Stored dataset items
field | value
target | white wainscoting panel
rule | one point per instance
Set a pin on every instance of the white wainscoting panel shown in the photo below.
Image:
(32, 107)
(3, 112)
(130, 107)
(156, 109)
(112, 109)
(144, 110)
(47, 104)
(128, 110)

◆ **WORK TASK**: Without changing a single character, write out all of the entries.

◆ **TASK RESPONSE**:
field | value
target | white wainscoting panel
rule | one point per instance
Set a pin on every instance of the white wainscoting panel shown in the photo below.
Image:
(32, 107)
(3, 112)
(130, 107)
(156, 109)
(112, 109)
(144, 110)
(47, 104)
(128, 110)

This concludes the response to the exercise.